▶ **GIVEN TEXT**:
=== Section Start ===

Today we saw a new president take the oath of office. With each new administration there is a sense of hope and expectation for what the future will hold, and this one is certainly no different. In fact, given the state of our country’s economic condition and reputation in the world, there is an even greater hope that the future will be brighter. Most likely it will be, but there are no guarantees when it comes to our economy. We can only hope, pray, and see how the future unfolds.

For a person who has lost a child, the hope and expectation for what the future will hold is shattered. Nothing looks bright, and any sense of future is lost or meaningless–at least for a time. Then, as the weeks, months or even years pass, little glimmers of hope begin to appear on the horizon. We begin to see that it is possible to have joy again, especially in the little things such as hearing a beautiful song bird or watching a butterfly land on a flower and display its beauty as it gently moves its wings.

As the ability to see the present with a heart of joy returns, our ability to see the future with hope and expectation also begins to grow. In fact, we might discover a new found hobby or past time that helps us to look forward with anticipation to what lies ahead for us. But there is no greater hope or expectation than that which Heaven offers. You see, for those of us who believe in eternal life and know Heaven to be our true home, this here and now is only a shadow of all that awaits us. The most beautiful sunrise here will be outdone a hundredfold in Heaven. The finest wines and foods enjoyed on this earth will seem like items picked up at the local mini-mart once we have tasted what is in Heaven. The pieces of music that stir our souls here on earth will bring us joy in Heaven, but they will pale in comparison to the sounds that will wrap around us as we move about the Kingdom of Heaven.

=== Section End ===

Stored records:
=== Section Start ===

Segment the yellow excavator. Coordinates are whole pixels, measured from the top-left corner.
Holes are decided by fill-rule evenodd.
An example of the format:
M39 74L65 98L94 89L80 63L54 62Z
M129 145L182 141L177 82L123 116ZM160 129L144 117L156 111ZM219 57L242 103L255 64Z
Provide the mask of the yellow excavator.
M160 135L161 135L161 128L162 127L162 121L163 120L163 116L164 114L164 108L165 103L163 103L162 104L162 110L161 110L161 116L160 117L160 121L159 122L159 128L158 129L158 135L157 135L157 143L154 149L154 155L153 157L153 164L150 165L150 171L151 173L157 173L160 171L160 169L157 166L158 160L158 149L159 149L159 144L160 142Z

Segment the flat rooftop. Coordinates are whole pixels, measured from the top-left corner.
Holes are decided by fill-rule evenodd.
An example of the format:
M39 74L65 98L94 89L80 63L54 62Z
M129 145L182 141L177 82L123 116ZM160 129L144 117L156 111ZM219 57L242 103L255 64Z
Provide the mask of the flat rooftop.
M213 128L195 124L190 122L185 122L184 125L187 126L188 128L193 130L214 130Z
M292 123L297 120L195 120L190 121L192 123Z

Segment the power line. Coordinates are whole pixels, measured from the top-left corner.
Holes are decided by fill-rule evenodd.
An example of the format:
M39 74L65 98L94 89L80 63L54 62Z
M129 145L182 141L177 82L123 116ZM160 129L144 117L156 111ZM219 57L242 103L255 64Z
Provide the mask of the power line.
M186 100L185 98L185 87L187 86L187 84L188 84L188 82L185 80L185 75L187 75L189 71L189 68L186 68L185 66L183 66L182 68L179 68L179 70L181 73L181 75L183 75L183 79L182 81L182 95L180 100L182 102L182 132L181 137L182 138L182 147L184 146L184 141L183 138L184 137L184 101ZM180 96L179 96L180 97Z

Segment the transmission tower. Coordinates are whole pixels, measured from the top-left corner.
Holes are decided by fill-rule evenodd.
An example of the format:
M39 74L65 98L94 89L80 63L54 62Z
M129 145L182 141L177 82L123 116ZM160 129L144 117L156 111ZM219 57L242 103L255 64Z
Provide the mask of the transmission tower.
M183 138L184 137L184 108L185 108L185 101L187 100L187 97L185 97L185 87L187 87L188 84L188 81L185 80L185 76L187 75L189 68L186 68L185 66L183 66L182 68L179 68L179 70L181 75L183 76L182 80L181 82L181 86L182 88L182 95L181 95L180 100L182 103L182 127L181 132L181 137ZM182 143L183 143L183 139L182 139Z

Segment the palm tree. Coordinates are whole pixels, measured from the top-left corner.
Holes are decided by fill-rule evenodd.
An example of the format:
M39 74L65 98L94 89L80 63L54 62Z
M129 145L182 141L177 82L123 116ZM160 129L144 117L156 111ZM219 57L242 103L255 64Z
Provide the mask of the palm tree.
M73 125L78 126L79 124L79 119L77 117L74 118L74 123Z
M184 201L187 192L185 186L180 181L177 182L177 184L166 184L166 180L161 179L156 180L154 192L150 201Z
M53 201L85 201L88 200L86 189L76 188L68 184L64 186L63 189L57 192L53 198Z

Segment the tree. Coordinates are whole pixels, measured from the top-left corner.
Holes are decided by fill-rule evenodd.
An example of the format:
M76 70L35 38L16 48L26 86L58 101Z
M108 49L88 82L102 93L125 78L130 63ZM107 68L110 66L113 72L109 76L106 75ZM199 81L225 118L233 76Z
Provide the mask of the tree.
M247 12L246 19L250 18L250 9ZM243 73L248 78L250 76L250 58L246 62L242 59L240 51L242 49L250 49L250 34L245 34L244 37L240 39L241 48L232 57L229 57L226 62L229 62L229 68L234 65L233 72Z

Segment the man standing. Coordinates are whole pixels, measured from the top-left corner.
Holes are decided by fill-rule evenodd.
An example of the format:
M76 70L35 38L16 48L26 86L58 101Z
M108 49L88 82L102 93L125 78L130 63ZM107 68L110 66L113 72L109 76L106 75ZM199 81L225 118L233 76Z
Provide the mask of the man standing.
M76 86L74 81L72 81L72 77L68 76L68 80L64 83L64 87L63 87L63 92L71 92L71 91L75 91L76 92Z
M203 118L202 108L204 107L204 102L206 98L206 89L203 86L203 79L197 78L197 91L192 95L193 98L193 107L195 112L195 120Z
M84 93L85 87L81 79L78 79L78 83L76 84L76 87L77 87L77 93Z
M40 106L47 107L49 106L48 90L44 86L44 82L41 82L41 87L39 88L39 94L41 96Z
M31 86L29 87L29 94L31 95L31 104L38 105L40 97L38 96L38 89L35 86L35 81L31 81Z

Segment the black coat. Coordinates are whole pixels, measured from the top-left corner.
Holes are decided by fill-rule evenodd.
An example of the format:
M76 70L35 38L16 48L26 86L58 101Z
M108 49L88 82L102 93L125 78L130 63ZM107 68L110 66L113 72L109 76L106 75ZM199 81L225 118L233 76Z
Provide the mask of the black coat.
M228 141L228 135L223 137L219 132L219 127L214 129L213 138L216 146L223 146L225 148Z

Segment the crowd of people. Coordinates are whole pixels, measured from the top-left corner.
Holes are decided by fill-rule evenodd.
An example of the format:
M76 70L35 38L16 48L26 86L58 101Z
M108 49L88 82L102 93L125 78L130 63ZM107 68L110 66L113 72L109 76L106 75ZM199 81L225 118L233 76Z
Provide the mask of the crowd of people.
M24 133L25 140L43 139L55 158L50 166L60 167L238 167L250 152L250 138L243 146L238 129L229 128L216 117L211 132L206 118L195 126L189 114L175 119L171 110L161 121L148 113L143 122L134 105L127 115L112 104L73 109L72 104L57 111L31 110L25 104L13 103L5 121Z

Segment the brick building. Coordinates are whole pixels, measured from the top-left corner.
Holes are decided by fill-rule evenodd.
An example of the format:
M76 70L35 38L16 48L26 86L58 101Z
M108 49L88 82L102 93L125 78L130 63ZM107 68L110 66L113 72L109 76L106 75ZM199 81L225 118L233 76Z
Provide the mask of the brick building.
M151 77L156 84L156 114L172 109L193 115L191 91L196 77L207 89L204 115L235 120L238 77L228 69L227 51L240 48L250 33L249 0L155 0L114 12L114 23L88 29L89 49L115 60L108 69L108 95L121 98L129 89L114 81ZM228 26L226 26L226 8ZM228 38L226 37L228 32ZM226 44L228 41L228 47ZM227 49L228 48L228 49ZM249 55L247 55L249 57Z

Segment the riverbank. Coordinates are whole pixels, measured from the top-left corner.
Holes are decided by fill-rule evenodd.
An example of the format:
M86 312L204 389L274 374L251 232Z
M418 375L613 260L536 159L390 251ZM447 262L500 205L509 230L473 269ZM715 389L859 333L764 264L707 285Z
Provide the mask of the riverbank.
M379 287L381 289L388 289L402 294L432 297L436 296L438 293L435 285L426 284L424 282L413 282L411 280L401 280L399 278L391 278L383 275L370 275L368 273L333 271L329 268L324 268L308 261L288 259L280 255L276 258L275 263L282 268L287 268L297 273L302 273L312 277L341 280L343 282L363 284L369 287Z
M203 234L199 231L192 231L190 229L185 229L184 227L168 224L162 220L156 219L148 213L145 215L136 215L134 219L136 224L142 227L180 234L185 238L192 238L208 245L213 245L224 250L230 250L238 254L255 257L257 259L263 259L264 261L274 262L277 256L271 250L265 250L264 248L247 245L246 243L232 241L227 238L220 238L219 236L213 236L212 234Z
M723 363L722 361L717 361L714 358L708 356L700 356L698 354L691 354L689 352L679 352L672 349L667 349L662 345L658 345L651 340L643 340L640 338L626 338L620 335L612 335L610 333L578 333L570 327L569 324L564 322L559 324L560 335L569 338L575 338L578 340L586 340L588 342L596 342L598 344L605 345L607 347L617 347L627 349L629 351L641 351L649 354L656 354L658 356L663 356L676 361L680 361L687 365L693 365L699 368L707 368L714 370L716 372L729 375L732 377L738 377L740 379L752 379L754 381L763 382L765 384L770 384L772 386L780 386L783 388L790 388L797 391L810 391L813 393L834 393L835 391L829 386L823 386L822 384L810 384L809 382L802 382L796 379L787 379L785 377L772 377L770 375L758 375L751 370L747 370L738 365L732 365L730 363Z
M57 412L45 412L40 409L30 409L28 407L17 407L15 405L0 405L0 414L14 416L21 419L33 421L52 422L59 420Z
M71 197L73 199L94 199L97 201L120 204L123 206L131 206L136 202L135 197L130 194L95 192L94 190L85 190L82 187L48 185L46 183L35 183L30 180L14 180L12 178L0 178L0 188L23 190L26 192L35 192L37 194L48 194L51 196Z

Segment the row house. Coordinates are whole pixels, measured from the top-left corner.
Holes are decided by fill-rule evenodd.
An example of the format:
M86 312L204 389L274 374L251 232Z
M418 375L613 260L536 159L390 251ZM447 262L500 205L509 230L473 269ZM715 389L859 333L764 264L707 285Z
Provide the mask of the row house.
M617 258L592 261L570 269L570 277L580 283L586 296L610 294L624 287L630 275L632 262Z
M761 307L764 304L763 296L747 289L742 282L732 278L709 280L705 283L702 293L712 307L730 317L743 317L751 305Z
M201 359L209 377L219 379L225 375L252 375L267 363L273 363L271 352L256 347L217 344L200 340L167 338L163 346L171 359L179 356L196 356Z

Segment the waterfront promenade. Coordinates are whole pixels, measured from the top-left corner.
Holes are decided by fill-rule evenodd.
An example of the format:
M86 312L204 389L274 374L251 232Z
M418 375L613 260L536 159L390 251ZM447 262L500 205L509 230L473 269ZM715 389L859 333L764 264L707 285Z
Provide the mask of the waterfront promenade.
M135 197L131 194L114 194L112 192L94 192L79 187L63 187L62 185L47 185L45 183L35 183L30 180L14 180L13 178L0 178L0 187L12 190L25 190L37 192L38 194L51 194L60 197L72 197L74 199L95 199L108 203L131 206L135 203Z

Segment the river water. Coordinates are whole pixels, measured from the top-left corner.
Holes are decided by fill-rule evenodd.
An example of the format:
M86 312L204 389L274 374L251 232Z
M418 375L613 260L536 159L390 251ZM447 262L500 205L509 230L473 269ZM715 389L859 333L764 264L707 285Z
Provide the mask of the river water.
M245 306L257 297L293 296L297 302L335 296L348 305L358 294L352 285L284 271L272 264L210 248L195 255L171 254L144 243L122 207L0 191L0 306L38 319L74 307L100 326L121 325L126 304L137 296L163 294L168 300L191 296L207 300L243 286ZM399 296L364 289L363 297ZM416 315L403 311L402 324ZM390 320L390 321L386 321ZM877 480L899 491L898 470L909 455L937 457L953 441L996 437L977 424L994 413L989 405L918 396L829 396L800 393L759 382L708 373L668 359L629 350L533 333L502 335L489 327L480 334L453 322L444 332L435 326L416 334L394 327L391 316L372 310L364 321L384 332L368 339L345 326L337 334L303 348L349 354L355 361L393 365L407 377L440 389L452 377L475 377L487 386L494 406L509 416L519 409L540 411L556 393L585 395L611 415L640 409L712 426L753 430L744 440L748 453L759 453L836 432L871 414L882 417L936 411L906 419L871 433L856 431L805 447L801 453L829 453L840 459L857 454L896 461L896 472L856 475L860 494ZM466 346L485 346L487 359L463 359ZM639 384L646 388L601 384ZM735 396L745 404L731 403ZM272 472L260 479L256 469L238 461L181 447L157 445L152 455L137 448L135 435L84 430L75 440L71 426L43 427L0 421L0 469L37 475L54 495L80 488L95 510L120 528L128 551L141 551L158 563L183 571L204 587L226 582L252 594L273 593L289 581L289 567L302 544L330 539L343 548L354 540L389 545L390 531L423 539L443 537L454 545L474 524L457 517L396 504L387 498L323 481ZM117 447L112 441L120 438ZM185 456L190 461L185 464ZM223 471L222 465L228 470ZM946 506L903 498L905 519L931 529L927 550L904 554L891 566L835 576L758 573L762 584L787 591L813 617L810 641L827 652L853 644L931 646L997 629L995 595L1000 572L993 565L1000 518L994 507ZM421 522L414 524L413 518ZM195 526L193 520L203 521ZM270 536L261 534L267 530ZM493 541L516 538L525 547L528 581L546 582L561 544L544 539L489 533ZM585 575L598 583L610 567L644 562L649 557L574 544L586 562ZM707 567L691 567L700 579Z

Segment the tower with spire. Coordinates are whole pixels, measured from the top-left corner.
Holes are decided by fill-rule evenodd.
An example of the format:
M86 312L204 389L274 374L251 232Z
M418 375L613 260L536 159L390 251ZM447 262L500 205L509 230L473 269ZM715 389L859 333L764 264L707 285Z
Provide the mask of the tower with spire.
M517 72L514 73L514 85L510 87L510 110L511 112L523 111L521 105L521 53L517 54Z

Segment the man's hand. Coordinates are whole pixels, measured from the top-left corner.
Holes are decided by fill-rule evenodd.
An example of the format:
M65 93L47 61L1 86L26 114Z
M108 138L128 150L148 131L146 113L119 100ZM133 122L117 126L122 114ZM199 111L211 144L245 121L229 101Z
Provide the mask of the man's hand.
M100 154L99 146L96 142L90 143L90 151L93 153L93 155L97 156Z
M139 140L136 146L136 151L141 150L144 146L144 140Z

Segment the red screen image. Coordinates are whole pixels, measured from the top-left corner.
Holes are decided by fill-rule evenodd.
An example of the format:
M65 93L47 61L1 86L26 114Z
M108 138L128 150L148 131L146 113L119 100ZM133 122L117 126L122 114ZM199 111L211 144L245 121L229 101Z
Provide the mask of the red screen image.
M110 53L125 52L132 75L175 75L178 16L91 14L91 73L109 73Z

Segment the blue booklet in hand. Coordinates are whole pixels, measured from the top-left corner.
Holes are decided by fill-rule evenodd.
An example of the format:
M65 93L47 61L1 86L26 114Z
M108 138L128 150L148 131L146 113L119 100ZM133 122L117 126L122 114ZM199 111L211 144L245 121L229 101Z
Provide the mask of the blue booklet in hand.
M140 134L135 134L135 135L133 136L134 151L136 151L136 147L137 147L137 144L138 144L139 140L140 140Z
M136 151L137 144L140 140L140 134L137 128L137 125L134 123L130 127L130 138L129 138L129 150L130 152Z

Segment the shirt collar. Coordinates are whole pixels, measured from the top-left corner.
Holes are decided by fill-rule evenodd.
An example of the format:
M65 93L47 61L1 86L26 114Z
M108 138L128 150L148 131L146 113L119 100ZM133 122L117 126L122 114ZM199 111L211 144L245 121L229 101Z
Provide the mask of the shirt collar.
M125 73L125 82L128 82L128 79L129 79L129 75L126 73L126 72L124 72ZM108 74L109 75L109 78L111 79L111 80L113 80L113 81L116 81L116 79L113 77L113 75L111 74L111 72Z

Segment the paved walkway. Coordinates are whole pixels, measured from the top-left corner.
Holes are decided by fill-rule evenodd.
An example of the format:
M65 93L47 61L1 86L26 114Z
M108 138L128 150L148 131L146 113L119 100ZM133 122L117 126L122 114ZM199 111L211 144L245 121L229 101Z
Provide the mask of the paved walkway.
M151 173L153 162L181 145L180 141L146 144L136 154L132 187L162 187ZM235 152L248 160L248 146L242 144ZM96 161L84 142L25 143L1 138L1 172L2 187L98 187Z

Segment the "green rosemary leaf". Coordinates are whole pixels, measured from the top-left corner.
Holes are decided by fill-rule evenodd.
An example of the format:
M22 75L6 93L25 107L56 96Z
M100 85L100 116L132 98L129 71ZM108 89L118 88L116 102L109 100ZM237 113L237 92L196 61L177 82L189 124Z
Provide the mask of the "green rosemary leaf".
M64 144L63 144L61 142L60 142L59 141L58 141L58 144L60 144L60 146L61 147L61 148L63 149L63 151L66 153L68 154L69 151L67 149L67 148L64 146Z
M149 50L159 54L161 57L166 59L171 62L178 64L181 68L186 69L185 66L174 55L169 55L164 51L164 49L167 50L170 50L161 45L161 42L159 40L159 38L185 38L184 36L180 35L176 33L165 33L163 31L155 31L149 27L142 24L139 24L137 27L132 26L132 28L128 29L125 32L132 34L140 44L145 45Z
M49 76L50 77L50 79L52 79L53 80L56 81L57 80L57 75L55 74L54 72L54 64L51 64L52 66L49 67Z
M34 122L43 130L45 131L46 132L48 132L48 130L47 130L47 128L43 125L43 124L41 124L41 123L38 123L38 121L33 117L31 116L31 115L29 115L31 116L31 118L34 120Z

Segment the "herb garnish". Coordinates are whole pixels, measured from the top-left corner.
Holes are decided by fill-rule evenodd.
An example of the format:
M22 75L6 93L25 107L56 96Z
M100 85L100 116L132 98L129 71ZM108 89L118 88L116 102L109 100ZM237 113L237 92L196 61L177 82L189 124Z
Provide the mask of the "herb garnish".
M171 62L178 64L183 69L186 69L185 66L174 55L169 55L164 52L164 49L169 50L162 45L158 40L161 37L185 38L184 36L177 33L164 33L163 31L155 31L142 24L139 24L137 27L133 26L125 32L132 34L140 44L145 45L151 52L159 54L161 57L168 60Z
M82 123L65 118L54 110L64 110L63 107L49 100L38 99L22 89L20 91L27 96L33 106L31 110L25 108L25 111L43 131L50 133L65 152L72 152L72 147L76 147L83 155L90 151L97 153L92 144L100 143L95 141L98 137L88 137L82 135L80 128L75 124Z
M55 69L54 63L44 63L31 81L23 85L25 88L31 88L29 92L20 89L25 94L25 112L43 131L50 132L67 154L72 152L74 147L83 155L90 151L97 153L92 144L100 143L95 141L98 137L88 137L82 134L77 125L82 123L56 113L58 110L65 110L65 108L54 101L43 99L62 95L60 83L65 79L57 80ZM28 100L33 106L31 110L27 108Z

=== Section End ===

▶ **CHECK YOUR UNDERSTANDING**:
**A)** Update the reflection on hope, starting with "Today we saw" and going on through "the future unfolds.", so that "administration" becomes "presidency".
**B)** Write what comes next in the reflection on hope, picking up after its final sentence.
This material has no connection to the reflection on hope.

▶ **ANSWERS PER TASK**:
**A)**
Today we saw a new president take the oath of office. With each new presidency there is a sense of hope and expectation for what the future will hold, and this one is certainly no different. In fact, given the state of our country’s economic condition and reputation in the world, there is an even greater hope that the future will be brighter. Most likely it will be, but there are no guarantees when it comes to our economy. We can only hope, pray, and see how the future unfolds.

**B)**
Yes, Mr. President, I look forward to the next few years with hope and anticipation, but even if you accomplish everything I hope you and your administration will accomplish, it will only satisfy to a point. My true hope and expectation lie in God alone and the Kingdom of Heaven in which I will live. There, I will be all that I was meant to be. There I will be with Him. There I will be reunited with the ones I have loved and lost here on earth. There I will be with my son, and we will laugh together and hug one another just as we always did, but it will be even better.